_WORK REQUIRED_: Print the data that follows without changing a single word.
________
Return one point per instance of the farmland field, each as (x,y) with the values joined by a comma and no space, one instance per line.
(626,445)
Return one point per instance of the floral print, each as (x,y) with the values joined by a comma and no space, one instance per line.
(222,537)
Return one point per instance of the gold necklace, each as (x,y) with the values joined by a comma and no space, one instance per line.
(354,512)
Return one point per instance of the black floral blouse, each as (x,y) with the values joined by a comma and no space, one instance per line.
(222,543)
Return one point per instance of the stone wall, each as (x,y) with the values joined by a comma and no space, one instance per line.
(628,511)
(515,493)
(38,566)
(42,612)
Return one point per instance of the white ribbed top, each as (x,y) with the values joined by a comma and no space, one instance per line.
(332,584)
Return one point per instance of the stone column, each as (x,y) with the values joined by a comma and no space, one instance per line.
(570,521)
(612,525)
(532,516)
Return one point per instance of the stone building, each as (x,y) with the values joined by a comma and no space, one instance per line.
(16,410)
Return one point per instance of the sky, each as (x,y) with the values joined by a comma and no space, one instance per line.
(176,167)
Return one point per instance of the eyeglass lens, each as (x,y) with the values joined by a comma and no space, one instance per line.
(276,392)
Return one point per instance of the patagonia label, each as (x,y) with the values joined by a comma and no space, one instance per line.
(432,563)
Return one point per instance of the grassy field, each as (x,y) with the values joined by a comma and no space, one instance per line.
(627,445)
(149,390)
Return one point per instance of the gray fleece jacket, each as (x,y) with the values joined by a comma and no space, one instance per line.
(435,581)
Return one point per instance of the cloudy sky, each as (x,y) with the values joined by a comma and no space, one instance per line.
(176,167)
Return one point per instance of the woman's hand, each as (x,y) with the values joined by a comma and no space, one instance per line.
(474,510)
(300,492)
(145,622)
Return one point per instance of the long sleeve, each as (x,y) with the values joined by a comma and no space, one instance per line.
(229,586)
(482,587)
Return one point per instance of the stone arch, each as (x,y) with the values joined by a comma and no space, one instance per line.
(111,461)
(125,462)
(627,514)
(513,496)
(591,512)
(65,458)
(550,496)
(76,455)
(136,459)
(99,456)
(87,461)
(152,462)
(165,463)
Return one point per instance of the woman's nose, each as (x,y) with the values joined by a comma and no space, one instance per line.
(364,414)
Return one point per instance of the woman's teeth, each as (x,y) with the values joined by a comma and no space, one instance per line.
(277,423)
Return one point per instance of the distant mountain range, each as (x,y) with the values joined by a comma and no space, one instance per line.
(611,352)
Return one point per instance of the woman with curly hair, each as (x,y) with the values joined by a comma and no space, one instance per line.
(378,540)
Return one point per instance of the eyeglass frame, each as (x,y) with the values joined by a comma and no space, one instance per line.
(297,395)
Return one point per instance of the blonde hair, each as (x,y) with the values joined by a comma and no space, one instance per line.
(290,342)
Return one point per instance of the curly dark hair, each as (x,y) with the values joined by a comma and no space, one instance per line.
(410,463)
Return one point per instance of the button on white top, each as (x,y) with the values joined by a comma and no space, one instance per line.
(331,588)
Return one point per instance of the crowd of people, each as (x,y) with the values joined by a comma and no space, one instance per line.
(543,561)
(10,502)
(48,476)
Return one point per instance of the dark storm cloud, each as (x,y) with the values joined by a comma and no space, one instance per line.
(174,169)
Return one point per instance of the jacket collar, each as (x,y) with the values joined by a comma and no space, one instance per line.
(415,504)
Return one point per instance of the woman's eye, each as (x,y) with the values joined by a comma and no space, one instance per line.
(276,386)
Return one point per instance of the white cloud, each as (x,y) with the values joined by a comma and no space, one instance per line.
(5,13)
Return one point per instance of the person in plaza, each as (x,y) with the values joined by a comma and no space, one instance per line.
________
_TASK RESPONSE_:
Return one point per instance of the farmland field, each as (x,y) with the values joined by a comma and no space, one instance per line.
(626,445)
Return one point per instance of the floral print, each as (x,y) with the values joined by a comma and no space, one instance per line.
(222,537)
Return one point per instance of the gold necklace, each as (x,y) with the values joined by a comma and no space, one instance per line.
(354,512)
Return one point per instance of the black floral blouse, each as (x,y) with the values joined by a comma and no space, one instance per line.
(222,543)
Return one point per instance of the stone wall, each as (x,y) with the values joined by a comma and no space, one instance per line.
(628,511)
(515,493)
(38,566)
(42,612)
Return one point per instance of the white ribbed top, each as (x,y) with the values joined by a comma and no space, one instance per line.
(332,584)
Return one point per instance of the stone column, each as (x,y) with the values joined by a comma and no space, one instance per line.
(570,521)
(612,525)
(532,516)
Return one point per instance of the stone building, each as (x,y) with the values joined by a comma and no space, one instance per line.
(16,410)
Return one point per instance of the sky, each as (x,y) with the values joined by a comma and no space, one instance per line.
(176,167)
Return one point per instance of the eyeglass lens, each as (x,y) with the values joined by a comma and no space, one instance per line.
(276,392)
Return one point per instance of the patagonia label, each as (x,y) with the values joined by a comma and no space, one instance per line.
(432,563)
Return one point per instance of the grassy field, each as (x,y) with the values joined by a comma and no space, one instance per line.
(627,445)
(149,390)
Return one point per instance of the gray fleece jacket, each as (x,y) with the values joined by a comma and no space, one instance per line.
(435,581)
Return one point per instance of the cloudy sky, each as (x,y) with the values joined by a comma and no space, one instance per line.
(176,167)
Return one point per instance of the woman's hand, each as (x,y) with the values joined by a comma and no space, one instance per line.
(474,510)
(300,492)
(145,622)
Return one point per instance of the long sleeve, each as (x,y) with the values joined by a comma and no space, one instance per line.
(229,586)
(482,587)
Return one point per instance of the stone arch, each as (x,y) with the values joined by a comma and no space, one instance per line.
(111,461)
(125,462)
(627,514)
(513,496)
(591,512)
(65,458)
(550,496)
(76,455)
(136,459)
(99,456)
(87,461)
(152,462)
(165,463)
Return one point per instance of the woman's nose, each as (x,y) with the values joined by a comma and no space, one instance per line.
(364,414)
Return one point per instance of the woman's teeth, each as (x,y) with the values joined by a comma and no space, one instance per line.
(277,423)
Return one point per instance of the distant mountain range, each as (x,y) with the values joined by a comma and no space, one instance per line.
(611,352)
Return one point per instance of the woman with curly hair, each as (x,y) with the values joined by a comma and no space, one instance per line.
(378,540)
Return one point per instance of the eyeglass frame, each as (x,y) with the values joined by a comma and no space, one instance per line.
(297,395)
Return one point per instance of the blonde hair, each as (x,y) with the values joined by a comma and no space, one instance per line.
(290,342)
Return one point per instance of the curly dark hair, each as (x,y) with the values joined by a comma and no space, one instance per line.
(410,463)
Return one point per instance of the button on white top, each as (x,y) with the values joined by a comma and no space, one instance per line.
(331,588)
Return one point per instance of the crowd of people, each as (x,y) with the values joined by a comma and no space, one instance per line.
(543,561)
(10,502)
(48,476)
Return one point per instance of the dark storm cloud, each as (x,y) with the values joined by a comma and no space, one instance per line.
(174,169)
Return one point per instance of the jacket collar, each as (x,y) with the values joined by a comma and no space, one instance per line.
(415,504)
Return one point per instance of the woman's eye, each as (x,y) with the values joined by a comma and no space, one instance per line.
(276,386)
Return one point per instance of the white cloud, each as (x,y) with the values joined by a comma and no space, one instance per line.
(5,13)
Return one point per instance of the person in plaza, each as (x,y) with the values joined by a comma and no space, one instance per line.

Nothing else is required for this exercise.